== Page extract

So when my publisher suggested I make a book trailer to promote my new non-fiction book Soul Friend: The story of a shared spiritual journey, you can imagine I was a little underwhelmed, to say the least. Besides, it all seemed too hard and too much trouble. I hadn’t done anything like that for my five novels—did I really need such a thing for my new non-fiction book?

However, as I thought about it and viewed other promotional trailers, some ideas began to form as to what I could include in my own. Of course my mentor Joy would be involved, since my book Soul Friend is about her part in my spiritual journey of the last fifteen years. I could also ask someone I have mentored for many years to give her perspective on the topic. And I myself would need to explain various aspects of the book. Throw in a few book endorsements—and I felt that maybe we could come up with a book trailer after all!

It was a challenge at first finding someone to film us and an even greater one getting us all together on the same day, but eventually it happened. And when we later viewed what had been filmed, we were all happy. But as I sent our efforts off to be edited in Brisbane, I was still a little wary. Would the whole concept really come together? What would be edited out? Would it flow as I envisaged and look and sound professional enough?

But I am delighted with the end product—or products—which arrived this past week. You see, I have ended up with a both a long and a short version, which will be very useful in different situations. Please click here to view the short version on YouTube: http://www.youtube.com/watch?v=Br2eAB1ojDE&feature=youtu.be.

====
== Provided material

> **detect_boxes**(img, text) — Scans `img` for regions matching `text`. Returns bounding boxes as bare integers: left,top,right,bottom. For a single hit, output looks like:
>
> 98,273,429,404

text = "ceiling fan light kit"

====

• _Job 1_
Answer these questions about the book trailer text:
(a) How many novels had the writer published before Soul Friend?
(b) How many years of the writer's spiritual journey does Soul Friend cover?
(c) In what city was the footage edited?
• _Job 2_
Set down the part of the book trailer text between "However, as I" and "trailer after all!", inclusive, word for word.
• _Job 3_
Write the next part of the book trailer text, picking up after its final sentence.
You can answer without the listing.

• _Written response 1_
(a) Five
(b) Fifteen
(c) Brisbane

• _Written response 2_
However, as I thought about it and viewed other promotional trailers, some ideas began to form as to what I could include in my own. Of course my mentor Joy would be involved, since my book Soul Friend is about her part in my spiritual journey of the last fifteen years. I could also ask someone I have mentored for many years to give her perspective on the topic. And I myself would need to explain various aspects of the book. Throw in a few book endorsements—and I felt that maybe we could come up with a book trailer after all!

• _Written response 3_
To find the longer interview, please click on the following link to my new website:

http://www.soulfriend.com.au/watch-the-soul-friend-book-trailer.html

This whole experience has highlighted two things for me yet again. Firstly, God is so utterly faithful.

Praise the Lord, all you nations; extol him, all you peoples. For great is his love toward us, and the faithfulness of the Lord endures forever. Psalm 117:1-2

Where I was so faithless and doubting mine and others’ abilities to produce these trailers, God faithfully unfolded the whole process and showed me it could be done.

Secondly, I saw again how the Body of Christ is meant to work together, each gladly and graciously doing his or her part (1 Corinthians 12), as exemplified by my publisher, Rochelle Manners at Even Before Publishing, my video man Daniel Fewchuk, my film editor at Highshots, my endorsers, and my friends Joy and Alison. Thank you all for enabling this little project to come together so well.